Set problem –
Pull out each line of the items below that contains the string "blue". Case matters.

Pointing dataset records:
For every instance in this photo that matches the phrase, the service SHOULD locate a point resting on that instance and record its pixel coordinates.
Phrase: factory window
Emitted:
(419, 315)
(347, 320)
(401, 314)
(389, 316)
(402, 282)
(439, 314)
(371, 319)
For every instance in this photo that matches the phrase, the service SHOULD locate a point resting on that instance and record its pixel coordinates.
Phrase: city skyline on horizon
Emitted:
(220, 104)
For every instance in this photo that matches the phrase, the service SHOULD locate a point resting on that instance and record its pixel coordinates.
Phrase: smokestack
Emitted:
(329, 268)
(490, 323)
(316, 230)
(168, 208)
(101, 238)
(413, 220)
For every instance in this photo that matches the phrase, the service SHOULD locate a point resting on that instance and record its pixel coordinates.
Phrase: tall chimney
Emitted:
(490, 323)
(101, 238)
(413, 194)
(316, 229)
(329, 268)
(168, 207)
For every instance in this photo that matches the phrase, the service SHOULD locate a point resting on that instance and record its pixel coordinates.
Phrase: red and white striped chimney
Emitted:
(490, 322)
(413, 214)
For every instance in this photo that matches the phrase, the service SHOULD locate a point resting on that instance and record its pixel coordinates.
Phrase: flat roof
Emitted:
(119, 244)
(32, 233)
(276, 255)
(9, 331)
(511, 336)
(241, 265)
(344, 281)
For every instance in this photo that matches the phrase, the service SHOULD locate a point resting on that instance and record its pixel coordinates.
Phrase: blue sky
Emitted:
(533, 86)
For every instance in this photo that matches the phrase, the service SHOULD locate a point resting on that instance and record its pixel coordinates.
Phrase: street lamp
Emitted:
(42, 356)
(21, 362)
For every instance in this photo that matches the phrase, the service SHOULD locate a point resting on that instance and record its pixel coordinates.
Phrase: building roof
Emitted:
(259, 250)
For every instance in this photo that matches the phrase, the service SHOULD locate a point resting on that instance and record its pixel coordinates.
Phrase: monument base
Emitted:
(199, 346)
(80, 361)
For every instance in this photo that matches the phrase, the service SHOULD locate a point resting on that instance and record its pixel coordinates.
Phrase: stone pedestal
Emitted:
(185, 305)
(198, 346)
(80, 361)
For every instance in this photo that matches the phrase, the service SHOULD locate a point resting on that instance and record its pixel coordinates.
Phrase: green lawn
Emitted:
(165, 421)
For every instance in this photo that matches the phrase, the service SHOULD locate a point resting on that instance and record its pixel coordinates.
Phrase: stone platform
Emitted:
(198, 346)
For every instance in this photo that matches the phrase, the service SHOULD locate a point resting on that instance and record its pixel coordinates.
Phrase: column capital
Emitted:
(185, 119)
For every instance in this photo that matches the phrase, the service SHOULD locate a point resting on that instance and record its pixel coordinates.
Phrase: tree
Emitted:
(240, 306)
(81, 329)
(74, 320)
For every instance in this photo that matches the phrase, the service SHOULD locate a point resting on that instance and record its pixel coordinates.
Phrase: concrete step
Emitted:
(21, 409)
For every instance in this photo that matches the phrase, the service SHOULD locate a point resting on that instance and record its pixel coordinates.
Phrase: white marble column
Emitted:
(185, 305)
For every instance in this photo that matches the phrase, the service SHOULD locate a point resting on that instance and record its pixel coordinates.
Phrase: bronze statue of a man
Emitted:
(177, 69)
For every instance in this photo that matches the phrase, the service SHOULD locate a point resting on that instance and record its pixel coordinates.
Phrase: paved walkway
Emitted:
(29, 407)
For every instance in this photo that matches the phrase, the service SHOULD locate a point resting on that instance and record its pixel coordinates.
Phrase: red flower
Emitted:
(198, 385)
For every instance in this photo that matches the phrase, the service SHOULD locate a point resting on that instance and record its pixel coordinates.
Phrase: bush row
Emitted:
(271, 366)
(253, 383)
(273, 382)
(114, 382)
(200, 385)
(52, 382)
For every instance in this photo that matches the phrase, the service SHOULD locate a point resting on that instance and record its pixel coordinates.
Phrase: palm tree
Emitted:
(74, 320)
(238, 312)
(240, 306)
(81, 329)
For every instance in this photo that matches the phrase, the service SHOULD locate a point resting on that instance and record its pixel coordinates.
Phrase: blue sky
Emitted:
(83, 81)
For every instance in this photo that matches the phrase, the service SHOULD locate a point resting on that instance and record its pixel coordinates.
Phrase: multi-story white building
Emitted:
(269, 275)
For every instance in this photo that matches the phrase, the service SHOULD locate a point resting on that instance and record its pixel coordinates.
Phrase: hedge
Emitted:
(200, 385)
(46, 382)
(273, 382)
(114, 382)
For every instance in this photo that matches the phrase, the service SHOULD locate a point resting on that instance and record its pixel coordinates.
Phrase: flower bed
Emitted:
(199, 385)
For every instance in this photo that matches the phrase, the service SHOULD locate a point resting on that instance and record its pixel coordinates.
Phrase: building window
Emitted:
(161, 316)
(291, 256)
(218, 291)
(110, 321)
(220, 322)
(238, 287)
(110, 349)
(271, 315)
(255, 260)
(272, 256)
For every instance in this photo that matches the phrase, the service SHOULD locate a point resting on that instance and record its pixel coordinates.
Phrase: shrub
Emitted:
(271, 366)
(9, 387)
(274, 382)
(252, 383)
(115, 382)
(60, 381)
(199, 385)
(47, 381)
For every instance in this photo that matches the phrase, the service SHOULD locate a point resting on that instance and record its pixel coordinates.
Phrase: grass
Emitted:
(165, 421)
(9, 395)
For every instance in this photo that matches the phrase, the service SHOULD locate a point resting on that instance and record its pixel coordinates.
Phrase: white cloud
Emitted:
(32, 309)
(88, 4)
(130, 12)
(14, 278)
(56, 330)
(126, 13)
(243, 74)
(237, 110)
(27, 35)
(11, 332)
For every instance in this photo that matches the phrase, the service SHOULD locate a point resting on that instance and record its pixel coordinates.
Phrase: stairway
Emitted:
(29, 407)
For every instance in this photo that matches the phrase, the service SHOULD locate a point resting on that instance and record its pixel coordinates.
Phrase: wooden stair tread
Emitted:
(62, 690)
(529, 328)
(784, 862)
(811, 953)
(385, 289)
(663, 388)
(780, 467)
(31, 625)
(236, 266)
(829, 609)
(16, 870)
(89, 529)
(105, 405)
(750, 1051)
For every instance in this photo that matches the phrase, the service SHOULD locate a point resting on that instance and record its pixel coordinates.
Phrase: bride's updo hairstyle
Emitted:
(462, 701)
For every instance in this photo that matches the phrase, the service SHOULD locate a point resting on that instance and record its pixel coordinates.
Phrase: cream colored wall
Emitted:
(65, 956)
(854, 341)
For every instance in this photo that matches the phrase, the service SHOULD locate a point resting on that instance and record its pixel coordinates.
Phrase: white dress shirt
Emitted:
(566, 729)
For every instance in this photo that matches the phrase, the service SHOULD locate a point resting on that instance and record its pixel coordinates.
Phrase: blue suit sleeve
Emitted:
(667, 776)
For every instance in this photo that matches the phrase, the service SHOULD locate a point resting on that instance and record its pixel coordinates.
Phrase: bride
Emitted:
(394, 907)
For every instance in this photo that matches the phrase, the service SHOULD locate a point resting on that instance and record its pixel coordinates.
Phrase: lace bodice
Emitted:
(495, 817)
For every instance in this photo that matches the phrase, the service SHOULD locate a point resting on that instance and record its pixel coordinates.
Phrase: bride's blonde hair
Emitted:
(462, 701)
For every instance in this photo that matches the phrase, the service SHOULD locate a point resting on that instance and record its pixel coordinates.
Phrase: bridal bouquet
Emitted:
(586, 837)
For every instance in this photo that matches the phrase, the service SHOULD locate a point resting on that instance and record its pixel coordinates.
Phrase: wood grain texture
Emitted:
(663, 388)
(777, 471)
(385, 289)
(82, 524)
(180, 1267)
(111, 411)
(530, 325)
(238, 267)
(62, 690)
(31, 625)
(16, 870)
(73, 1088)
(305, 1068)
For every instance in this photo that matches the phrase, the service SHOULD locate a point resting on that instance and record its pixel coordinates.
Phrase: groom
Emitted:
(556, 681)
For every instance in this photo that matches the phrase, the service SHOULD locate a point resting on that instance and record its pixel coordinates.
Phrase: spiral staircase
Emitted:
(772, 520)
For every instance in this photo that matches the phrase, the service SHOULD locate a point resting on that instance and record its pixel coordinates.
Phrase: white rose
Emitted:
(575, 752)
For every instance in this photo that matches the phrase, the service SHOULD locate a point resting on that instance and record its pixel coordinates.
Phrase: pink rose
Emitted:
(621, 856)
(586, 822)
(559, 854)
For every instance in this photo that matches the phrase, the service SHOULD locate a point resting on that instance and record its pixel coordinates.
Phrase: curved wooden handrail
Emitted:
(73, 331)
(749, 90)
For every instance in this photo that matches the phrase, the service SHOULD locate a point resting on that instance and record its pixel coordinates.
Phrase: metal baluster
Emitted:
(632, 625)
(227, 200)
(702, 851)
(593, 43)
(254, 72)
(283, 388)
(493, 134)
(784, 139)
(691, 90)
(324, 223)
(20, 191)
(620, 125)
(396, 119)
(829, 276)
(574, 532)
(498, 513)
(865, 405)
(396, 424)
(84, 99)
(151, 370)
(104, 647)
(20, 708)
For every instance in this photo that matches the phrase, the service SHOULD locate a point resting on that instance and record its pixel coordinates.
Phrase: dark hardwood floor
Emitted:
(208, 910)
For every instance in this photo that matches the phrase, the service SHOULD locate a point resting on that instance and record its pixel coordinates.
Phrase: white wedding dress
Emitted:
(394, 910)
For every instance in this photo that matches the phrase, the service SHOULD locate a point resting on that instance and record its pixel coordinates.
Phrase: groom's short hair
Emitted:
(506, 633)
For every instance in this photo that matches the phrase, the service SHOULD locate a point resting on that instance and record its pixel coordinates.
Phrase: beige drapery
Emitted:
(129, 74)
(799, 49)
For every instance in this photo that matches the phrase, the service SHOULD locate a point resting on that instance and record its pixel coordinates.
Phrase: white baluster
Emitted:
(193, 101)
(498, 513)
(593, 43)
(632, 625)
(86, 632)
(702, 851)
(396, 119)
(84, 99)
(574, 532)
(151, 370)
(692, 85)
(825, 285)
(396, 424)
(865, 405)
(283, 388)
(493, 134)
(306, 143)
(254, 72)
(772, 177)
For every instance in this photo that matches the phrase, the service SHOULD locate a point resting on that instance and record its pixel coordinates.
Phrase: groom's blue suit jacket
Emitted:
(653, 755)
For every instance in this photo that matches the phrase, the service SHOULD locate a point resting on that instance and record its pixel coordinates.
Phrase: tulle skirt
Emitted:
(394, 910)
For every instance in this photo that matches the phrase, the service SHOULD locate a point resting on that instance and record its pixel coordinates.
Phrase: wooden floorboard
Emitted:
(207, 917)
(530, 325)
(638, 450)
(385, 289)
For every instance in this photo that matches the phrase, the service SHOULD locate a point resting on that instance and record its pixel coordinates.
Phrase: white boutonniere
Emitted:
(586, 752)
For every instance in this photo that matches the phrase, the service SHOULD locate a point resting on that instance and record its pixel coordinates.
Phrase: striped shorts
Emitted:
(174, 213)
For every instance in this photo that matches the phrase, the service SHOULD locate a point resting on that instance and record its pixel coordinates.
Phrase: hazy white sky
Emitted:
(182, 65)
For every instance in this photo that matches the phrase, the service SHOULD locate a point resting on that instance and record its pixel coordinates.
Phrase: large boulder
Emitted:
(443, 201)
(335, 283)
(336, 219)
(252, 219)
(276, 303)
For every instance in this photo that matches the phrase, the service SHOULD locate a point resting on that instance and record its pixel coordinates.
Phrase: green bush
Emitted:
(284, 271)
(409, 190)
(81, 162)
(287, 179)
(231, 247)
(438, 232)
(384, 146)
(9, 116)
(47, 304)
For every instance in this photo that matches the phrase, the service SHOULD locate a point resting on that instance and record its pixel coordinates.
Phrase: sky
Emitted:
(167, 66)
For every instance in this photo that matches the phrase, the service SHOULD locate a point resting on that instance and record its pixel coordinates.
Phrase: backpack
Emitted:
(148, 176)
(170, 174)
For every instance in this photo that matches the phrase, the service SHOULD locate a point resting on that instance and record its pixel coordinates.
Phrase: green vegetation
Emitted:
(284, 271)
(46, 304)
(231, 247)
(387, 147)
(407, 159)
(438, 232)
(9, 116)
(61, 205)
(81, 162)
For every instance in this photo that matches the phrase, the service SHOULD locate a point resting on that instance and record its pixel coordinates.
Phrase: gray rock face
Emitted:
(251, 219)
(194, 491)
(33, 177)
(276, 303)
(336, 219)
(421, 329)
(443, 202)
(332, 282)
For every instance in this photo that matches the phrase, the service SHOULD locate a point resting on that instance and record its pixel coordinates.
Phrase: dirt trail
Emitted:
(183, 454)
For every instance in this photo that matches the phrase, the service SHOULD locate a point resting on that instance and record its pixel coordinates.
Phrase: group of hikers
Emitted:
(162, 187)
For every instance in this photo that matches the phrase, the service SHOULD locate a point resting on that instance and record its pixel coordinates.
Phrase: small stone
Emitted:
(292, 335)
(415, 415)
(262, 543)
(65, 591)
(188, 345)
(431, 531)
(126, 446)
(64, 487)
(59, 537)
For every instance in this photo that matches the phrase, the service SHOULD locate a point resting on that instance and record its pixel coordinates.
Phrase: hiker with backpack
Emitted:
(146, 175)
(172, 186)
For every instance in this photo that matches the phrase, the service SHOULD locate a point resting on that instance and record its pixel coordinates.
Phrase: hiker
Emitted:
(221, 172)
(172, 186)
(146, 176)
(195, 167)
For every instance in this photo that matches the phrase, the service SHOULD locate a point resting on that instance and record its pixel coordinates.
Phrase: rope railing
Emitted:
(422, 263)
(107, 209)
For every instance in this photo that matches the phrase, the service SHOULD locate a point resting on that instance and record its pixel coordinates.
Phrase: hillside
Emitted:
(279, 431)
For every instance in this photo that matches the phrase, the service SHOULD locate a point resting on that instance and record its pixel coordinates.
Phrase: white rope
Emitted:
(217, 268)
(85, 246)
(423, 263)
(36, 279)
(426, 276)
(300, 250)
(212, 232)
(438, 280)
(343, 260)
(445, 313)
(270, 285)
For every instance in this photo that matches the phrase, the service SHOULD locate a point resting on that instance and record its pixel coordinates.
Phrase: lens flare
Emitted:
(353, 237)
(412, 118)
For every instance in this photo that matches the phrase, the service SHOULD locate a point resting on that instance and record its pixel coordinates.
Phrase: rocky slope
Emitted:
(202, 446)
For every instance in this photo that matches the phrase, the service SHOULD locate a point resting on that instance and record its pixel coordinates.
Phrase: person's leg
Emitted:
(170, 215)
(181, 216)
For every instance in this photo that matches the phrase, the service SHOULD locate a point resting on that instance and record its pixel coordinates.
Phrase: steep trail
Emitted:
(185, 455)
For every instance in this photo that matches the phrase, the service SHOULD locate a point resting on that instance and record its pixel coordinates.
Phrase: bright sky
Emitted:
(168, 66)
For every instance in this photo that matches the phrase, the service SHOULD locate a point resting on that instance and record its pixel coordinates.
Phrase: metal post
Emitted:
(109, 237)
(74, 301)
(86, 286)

Solution below –
Phrase: blue sky
Phrase: blue sky
Phrase: blue suit sleeve
Phrase: groom's blue suit jacket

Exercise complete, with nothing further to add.